■ READING PASSAGE ■
------------------------------------
Costs
14 Two issues remained. The first concerned the inspector's joinder to the proceedings of the second and third respondents who are directors of the employer. This was done on the basis that they had been involved in the employer's misconduct towards Mr Premachandra. Work Choices introduced into the 1996 Act s 728 which permitted a claim to be brought against a person who was involved in a contravention of an award. However, Mr Premachandra's employment ceased before Work Choices came into effect and there was no provision of an equivalent kind antedating Work Choices.
15 The directors therefore argued that since s 728 was not in force at the time of Mr Premachandra's employment, the claim against them under it was doomed to fail. Although costs were not generally to be awarded in matters arising under the 1996 Act this was not so where the proceedings were instituted without reasonable cause: Kanan v Australian Postal and Telecommunication Union (1992) 43 IR 257 at 264-265 per Wilcox J; Zhang v The Royal Australian Chemical Institute Inc (No. 2) (2005) 144 FCR 347 at 354 [49]-[59] per Spender, Kenny and Lander JJ. The commencement of an action which could not possibly succeed should be so characterised, with the consequence that the inspector should be ordered to pay the employer's costs: Australian and International Pilots Association v Qantas Airways Ltd (No. 3) (2007) 162 FCR 392 at 402 [36] per Tracey J.
16 In response, the inspector pointed to s 728(1) and (2) of the 1996 Act as it was in force at the time the action was commenced, that is, after Mr Premachandra's employment had ceased. It was in these terms:
(1) A person who is involved in a contravention of a civil remedy provision is treated as having contravened that provision.
(2) For this purpose, a person is involved in a contravention of a civil remedy provision if, and only if, the person:
(a) has aided, abetted, counselled or procured the contravention; or
(b) has induced the contravention, whether by threats or promises or otherwise; or
(c) has been in any way, by act or omission, directly or indirectly, knowingly concerned in or party to the contravention; or
(d) has conspired with others to effect the contravention.
17 Mr Ward, who appeared for the inspector, submitted that subsection (2) operated to deem a person to be "involved in" a contravention if any of subsections (a)-(d) were satisfied. Those subsections were expressed in the past tense so that, literally, they were satisfied by events taking place prior to the introduction of s 728 by Work Choices. Thus, Mr Ward submitted, if the requirements of subsections (a)-(d) were met, subsection (2) deemed the perpetrator to be "involved in" a contravention, and subsection (1) deemed that involvement itself to be a contravention.
18 This was not, it was emphasised, to give s 728 a retrospective effect for the statutory device of enacting legislation which creates present rights by reference to past events was well-established: cf. The Queen v Humby; ex parte Rooney (1973) 129 CLR 231. It followed, so Mr Ward submitted, that it was permissible to seek relief under s 728 with respect to matters arising before its introduction. So viewed, there was a respectable argument that the directors could be joined under s 728 and it followed, therefore, that there could be no suggestion that proceedings thus commenced were unreasonably commenced within the meaning of s 824(1).
19 The ingenuity of this engaging argument may be accepted but its correctness should not. This is because it is undone by the transitional provisions in Work Choices whose inky depths it is now necessary to plumb.
20 Section 728(2) is not to be read in isolation but instead as an adjunct to the provision authorising the imposition of civil penalties generally. That provision is s 719. The need to read s 728(2) in that way arises from s 727 which provides that the division containing both sections "sets out rules that apply for the purposes of … section 719". Section 719 does not count among its virtues brevity, however, only subsection (1) is presently relevant. It provides:
(1) An eligible court may impose a penalty in accordance with this Division on a person if:
(a) the person is bound by an applicable provision; and
(b) the person breaches the provision.
------------------------------------
Spatial annotation records

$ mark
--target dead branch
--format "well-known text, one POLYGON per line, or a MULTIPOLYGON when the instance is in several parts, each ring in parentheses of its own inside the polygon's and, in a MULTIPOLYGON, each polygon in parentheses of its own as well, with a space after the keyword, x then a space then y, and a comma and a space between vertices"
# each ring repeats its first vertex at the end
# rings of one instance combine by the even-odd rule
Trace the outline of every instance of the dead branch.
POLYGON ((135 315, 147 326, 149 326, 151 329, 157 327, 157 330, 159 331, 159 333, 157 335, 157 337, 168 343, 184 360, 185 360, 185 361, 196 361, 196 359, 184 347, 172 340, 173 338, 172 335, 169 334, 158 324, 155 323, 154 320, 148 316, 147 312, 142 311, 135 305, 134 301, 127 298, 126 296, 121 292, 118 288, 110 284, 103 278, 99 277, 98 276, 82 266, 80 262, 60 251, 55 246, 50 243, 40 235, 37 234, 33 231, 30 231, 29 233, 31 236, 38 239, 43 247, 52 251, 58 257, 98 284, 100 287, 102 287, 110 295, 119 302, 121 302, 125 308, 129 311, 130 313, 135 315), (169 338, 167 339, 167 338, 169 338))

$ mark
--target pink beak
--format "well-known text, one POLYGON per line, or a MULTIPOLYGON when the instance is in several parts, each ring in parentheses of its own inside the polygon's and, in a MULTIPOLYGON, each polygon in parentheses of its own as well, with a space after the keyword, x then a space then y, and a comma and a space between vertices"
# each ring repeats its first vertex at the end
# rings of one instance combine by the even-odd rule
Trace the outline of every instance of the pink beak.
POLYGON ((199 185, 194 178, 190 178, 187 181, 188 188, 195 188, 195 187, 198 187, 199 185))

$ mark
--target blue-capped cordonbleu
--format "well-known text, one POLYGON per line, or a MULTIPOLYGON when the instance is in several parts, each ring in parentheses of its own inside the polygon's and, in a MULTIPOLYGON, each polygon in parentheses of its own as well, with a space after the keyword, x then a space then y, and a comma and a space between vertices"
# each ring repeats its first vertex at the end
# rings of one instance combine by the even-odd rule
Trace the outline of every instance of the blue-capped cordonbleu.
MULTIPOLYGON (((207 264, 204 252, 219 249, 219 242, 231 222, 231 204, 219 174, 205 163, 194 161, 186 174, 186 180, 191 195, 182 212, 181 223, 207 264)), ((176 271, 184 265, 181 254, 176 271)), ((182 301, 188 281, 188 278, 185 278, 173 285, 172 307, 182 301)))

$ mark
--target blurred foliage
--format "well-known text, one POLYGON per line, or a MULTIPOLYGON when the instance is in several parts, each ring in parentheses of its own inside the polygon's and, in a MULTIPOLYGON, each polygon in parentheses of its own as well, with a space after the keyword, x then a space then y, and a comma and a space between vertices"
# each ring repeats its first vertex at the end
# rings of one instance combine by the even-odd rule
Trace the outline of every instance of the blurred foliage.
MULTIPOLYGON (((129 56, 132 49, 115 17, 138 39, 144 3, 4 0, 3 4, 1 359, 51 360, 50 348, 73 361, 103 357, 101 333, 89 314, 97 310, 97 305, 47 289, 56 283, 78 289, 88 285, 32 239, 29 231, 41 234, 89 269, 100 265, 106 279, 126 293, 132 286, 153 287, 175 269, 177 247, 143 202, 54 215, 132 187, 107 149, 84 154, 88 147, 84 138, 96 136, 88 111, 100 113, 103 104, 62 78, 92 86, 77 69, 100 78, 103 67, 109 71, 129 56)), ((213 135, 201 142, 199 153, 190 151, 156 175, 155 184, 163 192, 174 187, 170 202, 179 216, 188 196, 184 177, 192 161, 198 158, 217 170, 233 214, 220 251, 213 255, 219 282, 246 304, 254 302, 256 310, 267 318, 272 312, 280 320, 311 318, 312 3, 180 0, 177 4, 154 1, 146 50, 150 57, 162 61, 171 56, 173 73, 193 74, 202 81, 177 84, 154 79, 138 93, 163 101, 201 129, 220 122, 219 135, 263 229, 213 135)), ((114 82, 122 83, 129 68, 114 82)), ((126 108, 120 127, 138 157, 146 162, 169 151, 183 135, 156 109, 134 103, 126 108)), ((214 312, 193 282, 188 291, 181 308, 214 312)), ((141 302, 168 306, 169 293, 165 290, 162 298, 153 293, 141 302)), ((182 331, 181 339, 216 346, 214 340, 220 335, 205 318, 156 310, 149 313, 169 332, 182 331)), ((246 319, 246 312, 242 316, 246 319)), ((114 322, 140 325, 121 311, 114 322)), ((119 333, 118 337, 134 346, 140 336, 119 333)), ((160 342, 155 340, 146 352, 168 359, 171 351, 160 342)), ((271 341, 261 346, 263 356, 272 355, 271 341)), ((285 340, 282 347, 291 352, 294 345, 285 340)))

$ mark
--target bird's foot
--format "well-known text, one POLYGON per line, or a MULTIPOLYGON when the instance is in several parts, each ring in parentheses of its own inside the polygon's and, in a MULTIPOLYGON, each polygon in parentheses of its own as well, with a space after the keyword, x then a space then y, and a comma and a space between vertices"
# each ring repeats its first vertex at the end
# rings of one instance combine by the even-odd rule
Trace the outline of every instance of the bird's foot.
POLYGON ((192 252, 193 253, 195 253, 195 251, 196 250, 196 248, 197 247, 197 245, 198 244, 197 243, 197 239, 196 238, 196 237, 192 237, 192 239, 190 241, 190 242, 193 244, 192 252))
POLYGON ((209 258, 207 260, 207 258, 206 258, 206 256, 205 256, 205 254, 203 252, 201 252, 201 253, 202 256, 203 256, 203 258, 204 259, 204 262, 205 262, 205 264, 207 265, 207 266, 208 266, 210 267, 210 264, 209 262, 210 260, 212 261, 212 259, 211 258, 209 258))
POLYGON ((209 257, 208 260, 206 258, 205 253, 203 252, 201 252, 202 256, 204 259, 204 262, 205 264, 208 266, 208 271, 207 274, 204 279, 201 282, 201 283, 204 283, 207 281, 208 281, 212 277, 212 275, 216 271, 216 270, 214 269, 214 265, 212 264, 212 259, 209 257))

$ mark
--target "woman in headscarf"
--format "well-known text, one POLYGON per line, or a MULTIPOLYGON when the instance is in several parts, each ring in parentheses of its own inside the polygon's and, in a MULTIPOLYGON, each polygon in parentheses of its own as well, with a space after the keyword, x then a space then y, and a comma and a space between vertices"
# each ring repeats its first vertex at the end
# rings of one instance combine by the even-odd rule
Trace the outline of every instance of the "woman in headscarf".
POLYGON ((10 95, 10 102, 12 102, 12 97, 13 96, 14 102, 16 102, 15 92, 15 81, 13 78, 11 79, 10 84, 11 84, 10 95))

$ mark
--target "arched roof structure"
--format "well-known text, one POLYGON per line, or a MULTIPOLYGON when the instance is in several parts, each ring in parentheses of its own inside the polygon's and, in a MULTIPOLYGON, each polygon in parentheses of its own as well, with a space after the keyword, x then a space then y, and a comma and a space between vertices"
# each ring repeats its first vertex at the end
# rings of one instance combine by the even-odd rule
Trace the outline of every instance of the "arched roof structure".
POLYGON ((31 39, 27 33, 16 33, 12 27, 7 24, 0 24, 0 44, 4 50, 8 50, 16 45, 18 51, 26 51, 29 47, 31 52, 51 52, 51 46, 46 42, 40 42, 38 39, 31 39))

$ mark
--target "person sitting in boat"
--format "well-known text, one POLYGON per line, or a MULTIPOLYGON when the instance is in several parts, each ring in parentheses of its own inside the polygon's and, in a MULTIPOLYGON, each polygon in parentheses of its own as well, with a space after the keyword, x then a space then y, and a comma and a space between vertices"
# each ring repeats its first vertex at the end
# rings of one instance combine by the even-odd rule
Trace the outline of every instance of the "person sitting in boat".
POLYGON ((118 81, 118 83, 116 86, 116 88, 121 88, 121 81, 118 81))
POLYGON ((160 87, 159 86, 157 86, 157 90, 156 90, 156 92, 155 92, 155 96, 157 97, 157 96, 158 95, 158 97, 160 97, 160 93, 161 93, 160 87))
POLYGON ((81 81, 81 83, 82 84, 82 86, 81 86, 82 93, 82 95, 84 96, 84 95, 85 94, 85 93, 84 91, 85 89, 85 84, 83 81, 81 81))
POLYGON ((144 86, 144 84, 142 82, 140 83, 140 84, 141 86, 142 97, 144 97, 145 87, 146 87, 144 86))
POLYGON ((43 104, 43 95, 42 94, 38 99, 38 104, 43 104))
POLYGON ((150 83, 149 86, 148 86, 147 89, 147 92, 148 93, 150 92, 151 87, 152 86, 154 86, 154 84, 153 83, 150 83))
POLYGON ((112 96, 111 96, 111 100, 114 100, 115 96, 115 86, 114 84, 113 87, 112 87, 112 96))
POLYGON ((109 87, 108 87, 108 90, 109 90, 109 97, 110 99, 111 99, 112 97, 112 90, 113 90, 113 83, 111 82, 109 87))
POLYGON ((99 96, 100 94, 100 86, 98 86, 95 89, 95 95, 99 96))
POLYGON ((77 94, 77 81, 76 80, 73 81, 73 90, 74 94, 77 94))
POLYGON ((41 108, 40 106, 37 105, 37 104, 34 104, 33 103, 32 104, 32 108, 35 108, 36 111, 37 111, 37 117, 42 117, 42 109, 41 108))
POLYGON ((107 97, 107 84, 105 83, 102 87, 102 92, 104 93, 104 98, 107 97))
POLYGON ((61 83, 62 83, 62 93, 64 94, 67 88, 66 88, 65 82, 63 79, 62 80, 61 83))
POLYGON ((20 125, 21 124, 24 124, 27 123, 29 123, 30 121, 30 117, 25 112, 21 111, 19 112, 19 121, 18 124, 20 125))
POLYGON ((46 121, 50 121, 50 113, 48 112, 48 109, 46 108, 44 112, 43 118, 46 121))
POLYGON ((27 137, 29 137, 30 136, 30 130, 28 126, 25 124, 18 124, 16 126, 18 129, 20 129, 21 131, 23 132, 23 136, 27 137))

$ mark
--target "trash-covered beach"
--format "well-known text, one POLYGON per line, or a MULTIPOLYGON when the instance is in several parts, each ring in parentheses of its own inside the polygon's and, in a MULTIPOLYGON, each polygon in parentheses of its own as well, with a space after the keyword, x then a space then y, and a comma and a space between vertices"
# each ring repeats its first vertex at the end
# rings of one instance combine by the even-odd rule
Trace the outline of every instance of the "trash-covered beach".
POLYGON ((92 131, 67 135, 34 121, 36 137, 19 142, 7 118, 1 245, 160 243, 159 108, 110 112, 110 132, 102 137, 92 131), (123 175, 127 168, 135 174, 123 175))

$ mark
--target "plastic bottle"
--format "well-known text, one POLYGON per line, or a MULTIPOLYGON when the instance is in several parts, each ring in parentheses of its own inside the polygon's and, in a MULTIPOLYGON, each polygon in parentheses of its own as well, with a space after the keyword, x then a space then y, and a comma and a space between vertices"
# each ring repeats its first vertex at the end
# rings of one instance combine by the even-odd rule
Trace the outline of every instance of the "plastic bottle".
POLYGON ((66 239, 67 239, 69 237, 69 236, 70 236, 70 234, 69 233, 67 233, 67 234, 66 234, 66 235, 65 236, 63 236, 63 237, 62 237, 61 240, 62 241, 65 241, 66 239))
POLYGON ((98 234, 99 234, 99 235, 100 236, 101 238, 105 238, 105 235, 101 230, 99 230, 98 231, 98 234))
------------------------------------
■ WHAT TO DO ■
[1] From the judgment, please extract everything from "16 In response, the" down to "effect the contravention.".
[2] Using the judgment, answer each item below.
(a) Which section did Work Choices introduce into the 1996 Act to allow a claim against a person involved in a contravention of an award?
(b) Who appeared for the inspector?
(c) Which section says the division "sets out rules that apply for the purposes of … section 719"?
[3] Decide whether each statement agrees with the judgment, and support each answer with the deciding words from it.
(a) The second and third respondents are directors of the employer.
(b) Mr Premachandra's employment ended after Work Choices came into effect.
(c) Subsections (a)-(d) of s 728(2) are expressed in the future tense.

■ ANSWERS PER TASK ■
[1]
16 In response, the inspector pointed to s 728(1) and (2) of the 1996 Act as it was in force at the time the action was commenced, that is, after Mr Premachandra's employment had ceased. It was in these terms:
(1) A person who is involved in a contravention of a civil remedy provision is treated as having contravened that provision.
(2) For this purpose, a person is involved in a contravention of a civil remedy provision if, and only if, the person:
(a) has aided, abetted, counselled or procured the contravention; or
(b) has induced the contravention, whether by threats or promises or otherwise; or
(c) has been in any way, by act or omission, directly or indirectly, knowingly concerned in or party to the contravention; or
(d) has conspired with others to effect the contravention.

[2]
(a) Section 728
(b) Mr Ward
(c) Section 727

[3]
(a) Yes: "the second and third respondents who are directors of the employer"
(b) No: "Mr Premachandra's employment ceased before Work Choices came into effect"
(c) No: "Those subsections were expressed in the past tense"